Provided records:
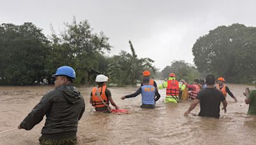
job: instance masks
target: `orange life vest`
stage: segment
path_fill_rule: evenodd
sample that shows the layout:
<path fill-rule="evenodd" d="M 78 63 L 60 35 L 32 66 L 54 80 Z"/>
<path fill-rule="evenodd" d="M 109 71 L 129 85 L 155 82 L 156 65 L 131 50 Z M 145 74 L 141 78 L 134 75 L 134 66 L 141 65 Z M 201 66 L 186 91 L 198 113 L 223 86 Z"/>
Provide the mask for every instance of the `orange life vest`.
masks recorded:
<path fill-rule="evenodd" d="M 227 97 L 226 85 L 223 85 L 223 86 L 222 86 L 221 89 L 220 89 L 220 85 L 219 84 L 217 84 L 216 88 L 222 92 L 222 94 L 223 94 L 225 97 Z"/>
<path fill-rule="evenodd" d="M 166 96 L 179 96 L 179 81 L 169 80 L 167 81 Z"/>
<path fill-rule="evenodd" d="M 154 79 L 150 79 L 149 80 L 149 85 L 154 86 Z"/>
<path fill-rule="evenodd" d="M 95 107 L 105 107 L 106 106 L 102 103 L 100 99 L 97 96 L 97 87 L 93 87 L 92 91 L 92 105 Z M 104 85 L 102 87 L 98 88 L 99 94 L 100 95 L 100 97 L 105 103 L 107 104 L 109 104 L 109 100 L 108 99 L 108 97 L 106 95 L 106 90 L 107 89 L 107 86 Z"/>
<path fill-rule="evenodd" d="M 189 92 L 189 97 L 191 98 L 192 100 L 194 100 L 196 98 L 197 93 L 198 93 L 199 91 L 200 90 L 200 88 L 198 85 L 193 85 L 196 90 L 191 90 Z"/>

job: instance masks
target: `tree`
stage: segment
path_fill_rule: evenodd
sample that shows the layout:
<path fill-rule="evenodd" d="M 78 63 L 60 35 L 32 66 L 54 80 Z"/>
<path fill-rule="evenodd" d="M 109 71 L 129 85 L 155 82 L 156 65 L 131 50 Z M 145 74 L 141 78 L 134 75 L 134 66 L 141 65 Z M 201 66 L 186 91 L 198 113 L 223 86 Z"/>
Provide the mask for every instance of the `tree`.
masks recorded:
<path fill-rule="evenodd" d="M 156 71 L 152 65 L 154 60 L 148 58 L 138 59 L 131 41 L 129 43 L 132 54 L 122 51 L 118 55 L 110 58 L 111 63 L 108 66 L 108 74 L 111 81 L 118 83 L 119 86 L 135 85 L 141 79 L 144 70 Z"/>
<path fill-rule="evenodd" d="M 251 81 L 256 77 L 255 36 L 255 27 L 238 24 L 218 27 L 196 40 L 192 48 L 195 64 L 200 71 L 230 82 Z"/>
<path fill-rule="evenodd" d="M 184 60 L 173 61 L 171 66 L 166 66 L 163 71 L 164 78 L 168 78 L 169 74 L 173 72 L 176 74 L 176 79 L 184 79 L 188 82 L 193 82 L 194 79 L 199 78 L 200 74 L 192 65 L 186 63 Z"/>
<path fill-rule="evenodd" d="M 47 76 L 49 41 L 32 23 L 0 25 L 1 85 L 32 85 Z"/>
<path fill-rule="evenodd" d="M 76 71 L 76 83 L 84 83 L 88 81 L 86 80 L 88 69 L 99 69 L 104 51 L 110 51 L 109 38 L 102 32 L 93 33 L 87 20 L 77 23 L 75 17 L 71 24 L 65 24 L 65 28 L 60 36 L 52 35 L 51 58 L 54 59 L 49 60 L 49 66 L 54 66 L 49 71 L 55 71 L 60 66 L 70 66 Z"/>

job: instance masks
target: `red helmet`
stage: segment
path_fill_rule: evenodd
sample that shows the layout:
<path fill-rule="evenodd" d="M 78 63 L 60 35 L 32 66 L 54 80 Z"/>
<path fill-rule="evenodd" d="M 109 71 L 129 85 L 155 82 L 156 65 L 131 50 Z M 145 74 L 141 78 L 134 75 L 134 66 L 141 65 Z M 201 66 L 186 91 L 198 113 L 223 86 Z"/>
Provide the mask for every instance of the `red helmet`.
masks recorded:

Directive:
Set out the listing above as a Markdown table with columns Index and Entry, one non-blank line per row, numbered in order, with the pictures left out.

Response to this task:
| Index | Entry |
|---|---|
| 1 | job: instance masks |
| 2 | target: `orange life vest` |
| 3 | stage: segment |
| 4 | path_fill_rule: evenodd |
| 5 | sample that shows the layout: |
| 6 | <path fill-rule="evenodd" d="M 78 63 L 60 35 L 32 66 L 54 80 Z"/> |
| 7 | <path fill-rule="evenodd" d="M 109 71 L 129 85 L 155 82 L 156 65 L 131 50 Z M 145 74 L 141 78 L 134 75 L 134 66 L 141 65 Z M 201 66 L 186 91 L 198 113 L 223 86 Z"/> |
| 8 | Provide the mask for every instance of the `orange life vest`. |
| 9 | masks recorded: |
| 10 | <path fill-rule="evenodd" d="M 227 97 L 226 85 L 223 85 L 223 86 L 222 86 L 221 89 L 220 89 L 220 85 L 219 84 L 217 84 L 216 88 L 222 92 L 222 94 L 223 94 L 225 97 Z"/> |
| 11 | <path fill-rule="evenodd" d="M 166 96 L 179 96 L 179 81 L 169 80 L 167 81 Z"/> |
| 12 | <path fill-rule="evenodd" d="M 154 79 L 150 79 L 149 80 L 149 85 L 154 86 Z"/> |
| 13 | <path fill-rule="evenodd" d="M 95 107 L 105 107 L 106 106 L 102 103 L 100 99 L 97 96 L 97 87 L 93 87 L 92 91 L 92 105 Z M 104 85 L 102 87 L 98 88 L 99 94 L 100 95 L 100 97 L 105 103 L 107 104 L 109 104 L 109 100 L 108 99 L 108 97 L 106 95 L 106 90 L 107 89 L 107 86 Z"/> |
| 14 | <path fill-rule="evenodd" d="M 189 92 L 189 97 L 191 98 L 192 100 L 194 100 L 196 98 L 197 93 L 198 93 L 199 91 L 200 90 L 200 88 L 198 85 L 193 85 L 196 90 L 191 90 Z"/> |
| 15 | job: instance masks |
| 16 | target: `tree` |
| 17 | stage: segment |
| 18 | path_fill_rule: evenodd |
| 19 | sample that shows the layout: |
| 20 | <path fill-rule="evenodd" d="M 78 63 L 60 35 L 32 66 L 54 80 Z"/> |
| 21 | <path fill-rule="evenodd" d="M 109 71 L 129 85 L 155 82 L 156 65 L 131 50 Z M 145 74 L 141 78 L 134 75 L 134 66 L 141 65 Z M 201 66 L 186 91 L 198 113 L 223 86 Z"/> |
| 22 | Provide the mask for every instance of the `tree`. |
| 23 | masks recorded: |
| 24 | <path fill-rule="evenodd" d="M 156 71 L 152 65 L 154 60 L 148 58 L 138 59 L 131 41 L 129 43 L 132 54 L 122 51 L 118 55 L 110 58 L 111 63 L 108 66 L 108 74 L 111 81 L 118 83 L 119 86 L 135 85 L 141 79 L 144 70 Z"/> |
| 25 | <path fill-rule="evenodd" d="M 251 81 L 256 77 L 255 36 L 255 27 L 238 24 L 218 27 L 196 40 L 192 48 L 195 64 L 200 71 L 230 82 Z"/> |
| 26 | <path fill-rule="evenodd" d="M 184 60 L 173 61 L 171 66 L 166 66 L 163 71 L 164 78 L 168 78 L 169 74 L 173 72 L 176 74 L 176 79 L 184 79 L 188 82 L 193 82 L 194 79 L 199 78 L 200 74 L 192 65 L 186 63 Z"/> |
| 27 | <path fill-rule="evenodd" d="M 47 76 L 49 41 L 32 23 L 0 25 L 1 85 L 32 85 Z"/> |
| 28 | <path fill-rule="evenodd" d="M 76 71 L 76 83 L 84 83 L 88 81 L 86 80 L 88 69 L 99 69 L 104 51 L 110 51 L 109 38 L 102 32 L 93 33 L 87 20 L 77 23 L 75 17 L 71 24 L 65 24 L 65 28 L 60 36 L 52 35 L 51 58 L 54 59 L 49 60 L 49 66 L 54 66 L 49 71 L 55 71 L 60 66 L 70 66 Z"/> |
| 29 | job: instance masks |
| 30 | target: `red helmet` |
| 31 | stage: segment |
| 32 | path_fill_rule: evenodd |
| 33 | sample that shows the layout: |
| 34 | <path fill-rule="evenodd" d="M 78 63 L 60 35 L 32 66 L 54 80 Z"/> |
| 35 | <path fill-rule="evenodd" d="M 109 71 L 129 85 L 155 82 L 156 65 L 131 50 Z M 145 74 L 141 78 L 134 75 L 134 66 L 141 65 Z M 201 66 L 186 91 L 198 113 L 223 86 Z"/> |
| 36 | Provide the mask for every instance of the `red helmet`. |
| 37 | masks recorded: |